(TESTO MOSTRATO)
((
Il dirigente scolastico: leader e artefice del processo di inclusione?

di Luigina Santoro

La società in cui viviamo presenta peculiarità di complessità che non sempre sono facili da decifrare e comprendere. Indiscutibilmente, essa si evolve e trasforma i suoi assetti con un ritmo più convulso rispetto al passato. É rilevante evidenziare le attuali esigenze educative per compararle con le realtà didattiche in atto e le linee di evoluzione presenti. La vera disfida concerne l’abilità del sistema scolastico di riuscire a mantenere il passo con il cambiamento sociale, l’apporto che la formazione scolastica può dare alla costruzione di cittadini attivi e consapevoli, il nesso tra l’istruzione scolastica e i bisogni individuali e sociali: in concreto, il legame tra scuola e realtà. É anche vero che la trasformazione è radicata con l’esperienza umana; il compito educativo è governare tale trasformazione alla luce di un progetto esistenziale e dei valori che lo ispirano.
))
(COSA FARE)
A: Quali sono, secondo il testo sul dirigente scolastico, gli aspetti che la vera disfida concerne? Elencali tutti.
B: Scrivi la parte successiva del testo sul dirigente scolastico, partendo dopo la sua ultima frase.
Le voci riportate provengono da un'altra fonte.

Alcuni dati
((
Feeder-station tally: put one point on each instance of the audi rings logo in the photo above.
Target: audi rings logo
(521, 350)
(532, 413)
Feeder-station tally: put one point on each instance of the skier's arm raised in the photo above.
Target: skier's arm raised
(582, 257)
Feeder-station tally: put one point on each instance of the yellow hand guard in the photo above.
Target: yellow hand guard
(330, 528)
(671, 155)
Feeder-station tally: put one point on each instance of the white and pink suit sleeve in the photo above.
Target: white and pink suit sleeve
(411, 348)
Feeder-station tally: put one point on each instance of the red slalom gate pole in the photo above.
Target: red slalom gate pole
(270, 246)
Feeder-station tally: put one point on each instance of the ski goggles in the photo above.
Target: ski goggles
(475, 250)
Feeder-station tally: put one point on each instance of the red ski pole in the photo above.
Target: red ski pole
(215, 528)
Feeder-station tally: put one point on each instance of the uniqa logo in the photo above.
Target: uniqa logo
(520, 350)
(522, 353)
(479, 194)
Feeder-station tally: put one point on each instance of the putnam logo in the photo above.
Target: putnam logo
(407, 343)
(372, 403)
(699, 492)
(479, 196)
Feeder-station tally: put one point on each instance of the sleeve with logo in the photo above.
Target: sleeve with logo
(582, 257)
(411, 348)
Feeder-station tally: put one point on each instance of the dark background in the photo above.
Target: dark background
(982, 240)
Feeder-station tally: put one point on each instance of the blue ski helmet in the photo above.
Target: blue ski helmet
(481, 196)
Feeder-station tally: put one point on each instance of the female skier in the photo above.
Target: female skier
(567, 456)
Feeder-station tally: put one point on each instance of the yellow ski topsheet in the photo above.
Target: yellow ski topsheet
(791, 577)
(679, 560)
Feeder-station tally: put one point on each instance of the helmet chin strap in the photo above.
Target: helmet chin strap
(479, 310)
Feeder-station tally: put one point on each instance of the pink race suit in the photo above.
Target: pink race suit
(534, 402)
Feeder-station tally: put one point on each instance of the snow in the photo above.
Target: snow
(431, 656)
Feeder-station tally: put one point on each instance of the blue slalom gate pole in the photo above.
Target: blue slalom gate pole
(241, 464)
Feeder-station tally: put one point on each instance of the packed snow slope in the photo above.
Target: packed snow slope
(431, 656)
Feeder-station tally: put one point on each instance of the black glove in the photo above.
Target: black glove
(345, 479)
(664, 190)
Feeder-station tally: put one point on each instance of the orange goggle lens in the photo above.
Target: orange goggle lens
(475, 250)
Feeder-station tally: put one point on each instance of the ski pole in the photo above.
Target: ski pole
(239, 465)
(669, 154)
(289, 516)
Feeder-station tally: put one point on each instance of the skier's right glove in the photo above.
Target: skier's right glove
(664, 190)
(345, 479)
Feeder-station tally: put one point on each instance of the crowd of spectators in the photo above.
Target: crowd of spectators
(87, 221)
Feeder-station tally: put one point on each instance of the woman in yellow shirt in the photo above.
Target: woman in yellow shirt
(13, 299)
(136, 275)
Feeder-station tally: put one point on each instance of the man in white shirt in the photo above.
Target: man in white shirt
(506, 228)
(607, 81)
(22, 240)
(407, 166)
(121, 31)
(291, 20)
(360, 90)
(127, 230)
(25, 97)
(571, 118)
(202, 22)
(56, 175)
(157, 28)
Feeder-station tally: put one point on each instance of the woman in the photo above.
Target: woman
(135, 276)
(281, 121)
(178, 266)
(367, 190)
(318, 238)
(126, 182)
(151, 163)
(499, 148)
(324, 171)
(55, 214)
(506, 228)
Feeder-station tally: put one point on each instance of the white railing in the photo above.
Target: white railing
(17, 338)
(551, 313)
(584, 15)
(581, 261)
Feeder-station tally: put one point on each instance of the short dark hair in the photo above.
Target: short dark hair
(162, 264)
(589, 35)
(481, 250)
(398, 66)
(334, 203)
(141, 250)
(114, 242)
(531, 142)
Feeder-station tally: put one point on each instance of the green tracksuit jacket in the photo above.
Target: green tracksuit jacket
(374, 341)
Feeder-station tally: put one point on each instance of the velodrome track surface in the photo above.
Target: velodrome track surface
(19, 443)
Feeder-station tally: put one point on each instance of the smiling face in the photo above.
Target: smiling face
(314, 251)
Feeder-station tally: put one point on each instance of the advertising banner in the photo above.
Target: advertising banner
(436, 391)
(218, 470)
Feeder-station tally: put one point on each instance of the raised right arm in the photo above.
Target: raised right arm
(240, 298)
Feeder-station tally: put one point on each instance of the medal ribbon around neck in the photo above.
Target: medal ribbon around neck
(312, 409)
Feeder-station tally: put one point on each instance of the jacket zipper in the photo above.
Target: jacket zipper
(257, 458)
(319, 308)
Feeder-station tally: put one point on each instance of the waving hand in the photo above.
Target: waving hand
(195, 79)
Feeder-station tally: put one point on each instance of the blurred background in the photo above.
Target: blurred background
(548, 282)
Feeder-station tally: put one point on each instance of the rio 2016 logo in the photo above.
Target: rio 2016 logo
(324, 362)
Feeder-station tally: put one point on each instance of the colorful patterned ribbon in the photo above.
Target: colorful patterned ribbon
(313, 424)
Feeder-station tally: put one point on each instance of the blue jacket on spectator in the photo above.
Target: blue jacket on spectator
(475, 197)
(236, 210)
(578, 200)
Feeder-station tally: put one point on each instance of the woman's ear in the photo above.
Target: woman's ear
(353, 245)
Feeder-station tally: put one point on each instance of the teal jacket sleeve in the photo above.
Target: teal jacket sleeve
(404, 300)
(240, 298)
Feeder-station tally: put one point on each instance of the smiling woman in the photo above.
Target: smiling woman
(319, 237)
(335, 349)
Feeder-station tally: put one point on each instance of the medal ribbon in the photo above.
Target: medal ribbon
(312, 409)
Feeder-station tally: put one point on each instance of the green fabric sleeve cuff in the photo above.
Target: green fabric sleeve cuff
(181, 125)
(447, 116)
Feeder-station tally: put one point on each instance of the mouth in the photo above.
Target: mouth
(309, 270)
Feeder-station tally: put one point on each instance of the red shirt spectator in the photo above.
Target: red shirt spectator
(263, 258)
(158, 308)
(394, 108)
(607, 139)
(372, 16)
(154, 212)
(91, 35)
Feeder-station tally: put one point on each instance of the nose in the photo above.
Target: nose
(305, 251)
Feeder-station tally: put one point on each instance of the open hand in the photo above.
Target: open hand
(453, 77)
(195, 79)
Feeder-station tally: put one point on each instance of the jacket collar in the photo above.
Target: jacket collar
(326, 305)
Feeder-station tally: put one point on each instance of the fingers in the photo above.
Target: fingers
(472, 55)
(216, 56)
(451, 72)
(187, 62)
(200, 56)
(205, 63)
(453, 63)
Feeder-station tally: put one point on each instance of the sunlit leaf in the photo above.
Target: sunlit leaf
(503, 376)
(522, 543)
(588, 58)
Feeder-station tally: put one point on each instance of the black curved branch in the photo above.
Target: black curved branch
))
(RISULTATI ATTESI)
A:
- L'abilità del sistema scolastico di riuscire a mantenere il passo con il cambiamento sociale
- L'apporto che la formazione scolastica può dare alla costruzione di cittadini attivi e consapevoli
- Il nesso tra l'istruzione scolastica e i bisogni individuali e sociali

B:
Nello specifico, il tema dell’inclusione scolastica, in questo momento storico, diventa un argomento rilevante per le istituzioni sociali: la scuola e la famiglia. Il concetto di inclusione, avendo a che fare con le persone, con le diversità e con il superamento delle barriere all’apprendimento e alla partecipazione, sottace un processo dinamico in continua evoluzione. Il suo raggio di azione non si limita alla disabilità e ai bisogni educativi speciali, ma va oltre, abbraccia l’isolamento o le esclusioni derivanti dalla classe sociale, dallo svantaggio socio-economico, dalla razza, dal sesso e da altri fattori. Si occupa di pari opportunità, di diritti umani, di etica e altri concetti spesso difficili da tradurre in fatti concreti. Ed è per questa ragione che negli ultimi decenni l’inclusione è diventata uno dei principali temi di interesse per l’affermazione di diritti civili e sociali.

Le pratiche per l’inclusione degli alunni con Bisogni Educativi Speciali implicano attenzione e impegno da parte dei vari soggetti con funzioni di sostegno e intervento mirato ai più diversi livelli, nell’ottica di un coinvolgimento condiviso e responsabile in politiche educative, scolastiche, sanitarie e sociali coerenti e coordinate fra loro.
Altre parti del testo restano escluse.